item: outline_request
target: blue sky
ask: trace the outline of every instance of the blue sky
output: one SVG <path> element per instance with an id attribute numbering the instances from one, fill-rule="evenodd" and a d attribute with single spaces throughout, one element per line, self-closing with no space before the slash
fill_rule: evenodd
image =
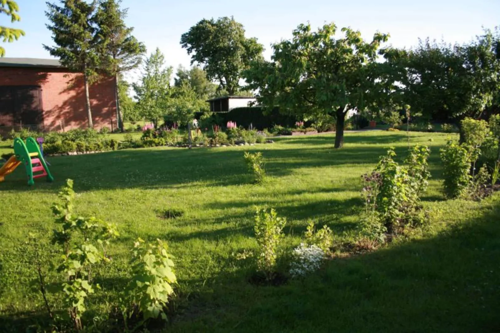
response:
<path id="1" fill-rule="evenodd" d="M 45 27 L 45 1 L 17 2 L 21 22 L 10 24 L 2 15 L 0 25 L 22 28 L 26 36 L 3 44 L 6 56 L 50 58 L 42 45 L 52 44 Z M 388 32 L 388 44 L 398 47 L 410 47 L 419 37 L 466 42 L 480 34 L 482 26 L 500 25 L 500 0 L 123 0 L 122 6 L 129 8 L 126 22 L 135 28 L 134 34 L 148 52 L 159 47 L 174 68 L 190 63 L 179 44 L 180 35 L 203 18 L 234 16 L 244 26 L 247 36 L 256 37 L 264 45 L 268 58 L 272 43 L 290 38 L 294 28 L 308 22 L 315 28 L 331 22 L 349 26 L 366 39 L 378 30 Z"/>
=======
**STATED PROBLEM**
Put the entries above into a two-column CSV headed request,response, with one row per entry. Each row holds the request text and its answer, each in a single quoted field with line breaks replaced by spaces, and the pictures left out.

**TASK OUTPUT**
request,response
"item: outline_request target: blue sky ask: trace the outline of every instance of the blue sky output: one SVG <path> element per instance with an id attribute numbering the instances from one, fill-rule=""evenodd"" and a d attribute with single spaces throughout, one element per line, self-closing with no space before the slash fill_rule: evenodd image = response:","<path id=""1"" fill-rule=""evenodd"" d=""M 45 27 L 45 1 L 17 2 L 21 22 L 10 24 L 2 15 L 0 25 L 22 28 L 26 36 L 3 44 L 6 56 L 50 58 L 42 45 L 52 44 Z M 388 32 L 388 44 L 398 47 L 410 47 L 419 37 L 466 42 L 480 34 L 482 26 L 500 25 L 500 0 L 123 0 L 122 6 L 129 8 L 126 22 L 135 28 L 134 34 L 148 52 L 159 47 L 174 68 L 190 63 L 179 44 L 180 35 L 203 18 L 234 16 L 244 26 L 247 36 L 256 37 L 264 45 L 268 58 L 272 43 L 290 38 L 294 28 L 308 22 L 315 28 L 331 22 L 349 26 L 366 39 L 378 30 Z""/>"